## start Excerpted passage

Security Companies: Shadow Soldiers in Iraq

R. A. Hettinga rah at shipwright.com
Wed Apr 21 00:44:16 PDT 2004


<http://www.nytimes.com/2004/04/19/international/middleeast/19SECU.html?th=&pagewanted=print&position=>

The New York Times

April 19, 2004

Security Companies: Shadow Soldiers in Iraq
By DAVID BARSTOW

his article was reported by David Barstow, James Glanz, Richard A. Oppel
Jr. and Kate Zernike and was written by Mr. Barstow.

They have come from all corners of the world. Former Navy Seal commandos
from North Carolina. Gurkas from Nepal. Soldiers from South Africa's old
apartheid government. They have come by the thousands, drawn to the dozens
of private security companies that have set up shop in Baghdad. The most
prized were plucked from the world's elite special forces units. Others may
have been recruited from the local SWAT team.

But they are there, racing about Iraq in armored cars, many outfitted with
the latest in high-end combat weapons. Some security companies have formed
their own "Quick Reaction Forces," and their own intelligence units that
produce daily intelligence briefs with grid maps of "hot zones." One
company has its own helicopters, and several have even forged diplomatic
alliances with local clans.

 Far more than in any other conflict in United States history, the Pentagon
is relying on private security companies to perform crucial jobs once
entrusted to the military. In addition to guarding innumerable
reconstruction projects, private companies are being asked to provide
security for the chief of the Coalition Provisional Authority, L. Paul
Bremer III, and other senior officials; to escort supply convoys through
hostile territory; and to defend key locations, including 15 regional
authority headquarters and even the Green Zone in downtown Baghdad, the
center of American power in Iraq.

 With every week of insurgency in a war zone with no front, these companies
are becoming more deeply enmeshed in combat, in some cases all but
obliterating distinctions between professional troops and private
commandos. Company executives see a clear boundary between their defensive
roles as protectors and the offensive operations of the military. But more
and more, they give the appearance of private, for-profit militias - by
several estimates, a force of roughly 20,000 on top of an American military
presence of 130,000.

 "I refer to them as our silent partner in this struggle," Senator John W.
Warner, the Virginia Republican and Armed Services Committee chairman, said
in an interview.

## end Excerpted passage

→ **What this exercise asks**:
A. In the article on security companies in Iraq, condense the paragraph that begins "Far more than in any other conflict" into a short bulleted list that keeps its main facts.
B. Carry on the article on security companies in Iraq, picking up right after its last sentence.

## start Material shown

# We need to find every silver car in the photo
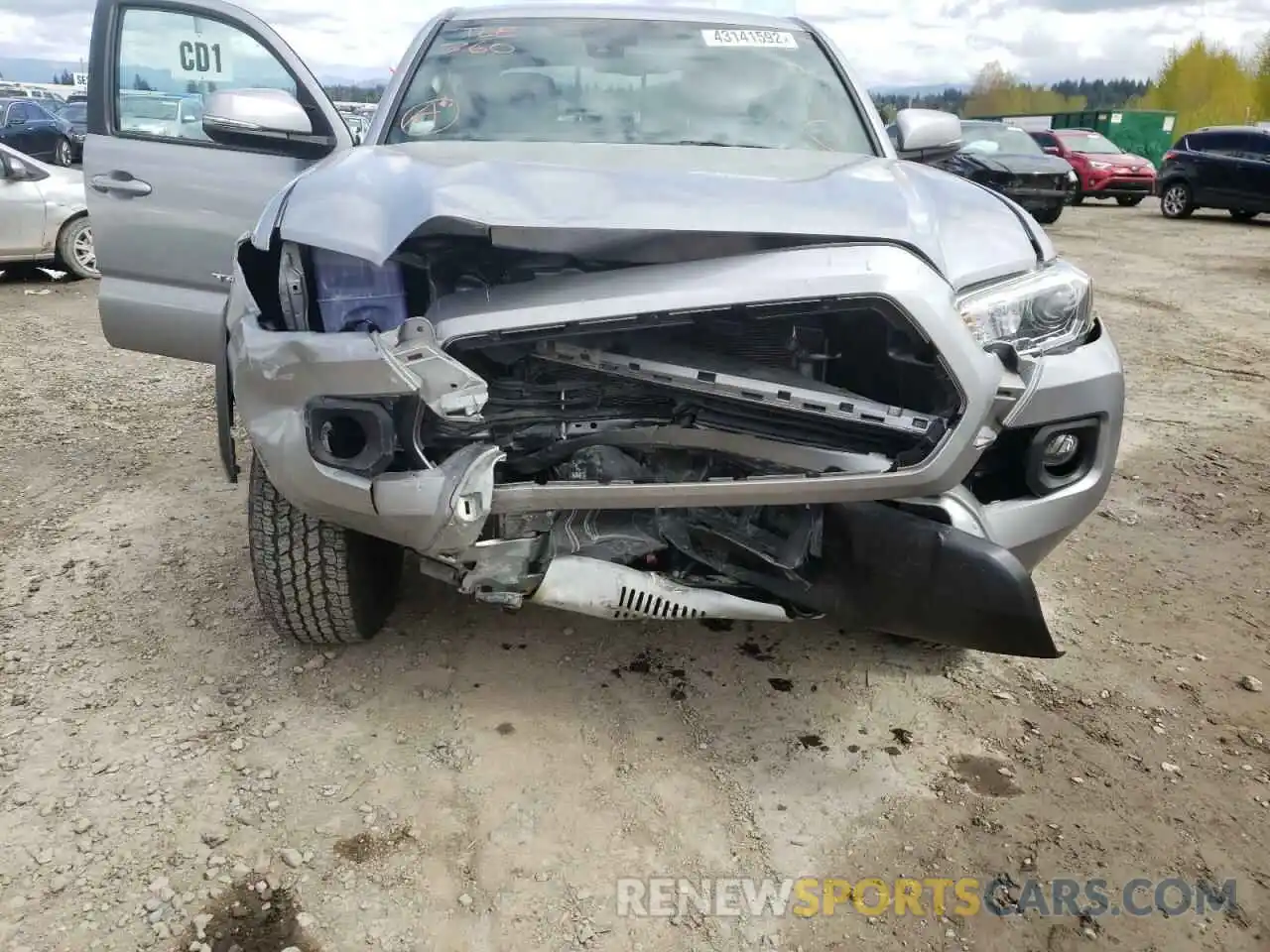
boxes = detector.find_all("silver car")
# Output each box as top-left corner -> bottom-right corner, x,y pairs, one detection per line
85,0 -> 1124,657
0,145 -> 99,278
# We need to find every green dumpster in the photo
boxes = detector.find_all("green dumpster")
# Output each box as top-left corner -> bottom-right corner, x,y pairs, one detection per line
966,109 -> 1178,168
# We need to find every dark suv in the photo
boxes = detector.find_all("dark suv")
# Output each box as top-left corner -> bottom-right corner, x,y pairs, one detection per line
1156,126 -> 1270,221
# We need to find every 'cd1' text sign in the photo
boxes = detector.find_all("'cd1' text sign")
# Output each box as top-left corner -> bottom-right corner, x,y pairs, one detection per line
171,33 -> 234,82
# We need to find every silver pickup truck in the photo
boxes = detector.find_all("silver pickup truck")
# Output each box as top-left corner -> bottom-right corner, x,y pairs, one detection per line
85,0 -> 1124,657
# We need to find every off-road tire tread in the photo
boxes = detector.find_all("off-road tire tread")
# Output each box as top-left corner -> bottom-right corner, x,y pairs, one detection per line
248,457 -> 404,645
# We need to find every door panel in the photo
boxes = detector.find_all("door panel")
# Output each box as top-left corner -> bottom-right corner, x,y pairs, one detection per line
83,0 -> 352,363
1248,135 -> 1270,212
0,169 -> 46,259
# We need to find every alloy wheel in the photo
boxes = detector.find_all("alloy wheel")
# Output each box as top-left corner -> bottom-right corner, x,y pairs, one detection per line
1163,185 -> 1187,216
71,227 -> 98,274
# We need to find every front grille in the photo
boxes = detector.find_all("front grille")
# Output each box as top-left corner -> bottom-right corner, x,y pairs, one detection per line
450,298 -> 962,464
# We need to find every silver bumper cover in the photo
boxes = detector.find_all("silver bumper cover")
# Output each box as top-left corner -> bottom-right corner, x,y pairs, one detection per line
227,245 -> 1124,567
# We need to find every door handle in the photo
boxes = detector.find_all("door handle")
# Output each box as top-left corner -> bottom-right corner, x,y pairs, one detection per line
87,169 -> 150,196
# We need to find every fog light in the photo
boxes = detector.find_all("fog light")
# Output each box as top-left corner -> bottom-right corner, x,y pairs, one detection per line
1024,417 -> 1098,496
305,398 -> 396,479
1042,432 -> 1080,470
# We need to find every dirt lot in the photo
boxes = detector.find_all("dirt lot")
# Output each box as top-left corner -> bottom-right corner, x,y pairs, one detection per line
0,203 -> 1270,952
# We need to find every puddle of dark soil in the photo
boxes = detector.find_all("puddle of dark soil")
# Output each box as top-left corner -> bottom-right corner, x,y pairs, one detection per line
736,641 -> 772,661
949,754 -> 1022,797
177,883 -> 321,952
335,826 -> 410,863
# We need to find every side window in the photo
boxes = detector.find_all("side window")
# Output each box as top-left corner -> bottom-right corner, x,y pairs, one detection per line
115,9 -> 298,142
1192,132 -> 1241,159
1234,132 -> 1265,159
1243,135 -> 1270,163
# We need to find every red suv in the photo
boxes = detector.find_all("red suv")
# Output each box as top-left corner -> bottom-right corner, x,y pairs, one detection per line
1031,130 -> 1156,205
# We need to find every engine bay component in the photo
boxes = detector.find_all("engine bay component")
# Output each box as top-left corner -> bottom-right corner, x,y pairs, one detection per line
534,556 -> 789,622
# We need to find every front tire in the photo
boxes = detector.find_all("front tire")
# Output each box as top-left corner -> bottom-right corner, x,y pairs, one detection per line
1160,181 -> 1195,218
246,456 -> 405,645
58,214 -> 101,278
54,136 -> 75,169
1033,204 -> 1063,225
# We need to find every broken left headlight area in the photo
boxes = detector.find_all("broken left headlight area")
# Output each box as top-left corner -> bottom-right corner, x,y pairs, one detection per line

## end Material shown

→ **Set of answers**:
A.
- The Pentagon relies on private security companies for crucial jobs once entrusted to the military, far more than in any other conflict in U.S. history.
- These companies guard innumerable reconstruction projects.
- They protect L. Paul Bremer III, chief of the Coalition Provisional Authority, and other senior officials.
- They escort supply convoys through hostile territory.
- They defend key locations, including 15 regional authority headquarters and the Green Zone in downtown Baghdad, the center of American power in Iraq.

B.
The price of this partnership is soaring. By some recent government
estimates, security costs could claim up to 25 percent of the $18 billion
budgeted for reconstruction, a huge and mostly unanticipated expense that
could delay or force the cancellation of billions of dollars worth of
projects to rebuild schools, water treatment plants, electric lines and oil
refineries.

 In Washington, defense experts and some leading Democrats are raising
alarms over security companies' growing role in Iraq.

 "Security in a hostile fire area is a classic military mission," Senator
Jack Reed of Rhode Island, a member of the Armed Service committee, wrote
last week in a letter to Defense Secretary Donald H. Rumsfeld signed by 12
other Democratic senators. "Delegating this mission to private contractors
raises serious questions."

 The extent and strategic importance of the alliance between the Pentagon
and the private security industry has been all the more visible with each
surge of violence. In recent weeks, commandos from private security
companies fought to defend coalition authority employees and buildings from
major assaults in Kut and Najaf, two cities south of Baghdad. To the north,
in Mosul, a third security company repelled a direct assault on its
headquarters. In the most publicized attack, four private security
contractors were killed in an ambush of a supply convoy in Fallujah.

The Bush administration's growing dependence on private security companies
is partly by design. Determined to transform the military into a leaner but
more lethal fighting force, Mr. Rumsfeld has pushed aggressively to
outsource tasks not deemed essential to war-making. But many Pentagon and
authority officials now concede that the companies' expanding role is also
a result of the administration's misplaced optimism about how Iraqis would
greet American reconstruction efforts.

The authority initially estimated that security costs would eat up about 10
percent of the $18 billion in reconstruction money approved by Congress,
said Capt. Bruce A. Cole of the Navy, a spokesman for the authority's
program management office.

But after months of sabotage and insurgency, some officials now say a much
higher percentage will go to security companies that unblushingly charge
$500 to $1,500 a day for their most skilled operators.

 "I believe that it was expected that coalition forces would provide
adequate internal security and thus obviate the need for contractors to
hire their own security," said Stuart W. Bowen Jr., the new inspector
general of the authority. "But the current threat situation now requires
that an unexpected, substantial percentage of contractor dollars be
allocated to private security."

"The numbers I've heard range up to 25 percent," Mr. Bowen said in a
telephone interview from Baghdad. Mark J. Lumer, the Pentagon official
responsible for overseeing Army procurement contracts in Iraq, said he had
seen similar estimates.

But Captain Cole said that the costs were unlikely to reach that level and
that the progress of reconstruction would eventually alleviate the current
security problems.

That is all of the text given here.